◆ Aim of the exercise
Reproduce the listing below word for word, with no pictures.

◆ Records for this exercise

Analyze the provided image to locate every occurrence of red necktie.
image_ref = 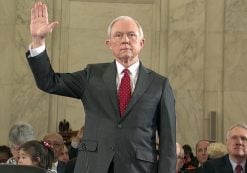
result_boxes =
[118,69,131,117]
[235,165,243,173]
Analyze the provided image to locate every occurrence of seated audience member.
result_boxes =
[0,145,12,163]
[195,139,213,173]
[176,142,185,173]
[207,142,227,160]
[58,144,69,163]
[181,144,198,172]
[7,122,35,164]
[196,140,210,167]
[203,123,247,173]
[43,133,66,173]
[18,140,56,173]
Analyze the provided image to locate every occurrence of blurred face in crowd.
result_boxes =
[0,153,10,163]
[58,144,69,163]
[176,143,185,171]
[43,133,64,160]
[226,126,247,162]
[18,149,35,166]
[10,144,20,162]
[196,140,210,164]
[106,17,144,68]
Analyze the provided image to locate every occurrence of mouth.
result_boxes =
[234,147,244,151]
[120,48,131,51]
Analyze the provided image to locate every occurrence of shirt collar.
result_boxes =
[229,155,246,171]
[116,60,140,76]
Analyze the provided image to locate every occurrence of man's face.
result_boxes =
[58,145,69,163]
[106,19,144,67]
[10,144,20,161]
[226,127,247,159]
[196,140,210,164]
[43,135,64,159]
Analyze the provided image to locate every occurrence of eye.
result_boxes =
[114,33,122,38]
[128,33,137,37]
[241,136,247,142]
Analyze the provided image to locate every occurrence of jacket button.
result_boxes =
[117,124,122,128]
[110,146,114,151]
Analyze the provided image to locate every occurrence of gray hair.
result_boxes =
[107,16,144,39]
[9,122,35,146]
[226,123,247,140]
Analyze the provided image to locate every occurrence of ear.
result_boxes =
[140,38,145,48]
[105,40,112,49]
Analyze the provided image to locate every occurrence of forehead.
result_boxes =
[197,141,210,148]
[43,134,63,143]
[229,127,247,136]
[111,19,139,33]
[19,149,28,155]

◆ Exercise response
Analyze the provided image to locate every occurrence of red necktie.
image_ref = 
result_boxes =
[118,69,131,117]
[235,165,243,173]
Analyze the provided image to locate every occurrence of seated audience member.
result_boxes =
[0,145,12,163]
[195,139,213,173]
[176,142,185,173]
[207,142,227,160]
[58,144,69,163]
[181,144,198,172]
[7,122,35,164]
[196,140,210,167]
[203,123,247,173]
[43,133,66,173]
[18,140,56,173]
Analyze the provided image to locate every occurrence of blurred face in crowd.
result_boxes =
[0,153,10,163]
[58,144,69,163]
[176,143,185,171]
[43,133,64,160]
[226,126,247,162]
[18,149,35,166]
[10,144,20,162]
[196,140,210,164]
[106,17,144,68]
Analyze the provided image to locate every occurrence of mouth.
result_boxes =
[234,147,244,151]
[120,48,131,51]
Analyze the provided image to locate every occurrence of shirt collar.
result_boxes =
[229,155,246,171]
[116,60,140,76]
Analyze the provided image to locate every occurrence of man's face.
result_boxes =
[58,145,69,163]
[106,19,144,67]
[10,144,20,161]
[226,127,247,159]
[196,140,210,164]
[43,135,64,159]
Analyze the provided image to locate every occurrence of eye.
result_boxes =
[114,33,122,38]
[128,33,137,37]
[241,136,247,142]
Analyze the provided image to locate every occurrence of jacket button.
result_boxes =
[117,124,122,128]
[110,146,114,151]
Analyze the provided image to locate every occurrence of gray hair.
result_boxes =
[107,16,144,39]
[9,122,35,146]
[226,123,247,140]
Analyze the provided image to locate every occurrence of ear.
result_boxes =
[140,38,145,48]
[105,40,112,49]
Analyze the provided image to locate every occurrence of forehead.
result_boxes =
[197,141,210,148]
[43,134,63,143]
[229,127,247,136]
[111,19,139,33]
[19,149,28,155]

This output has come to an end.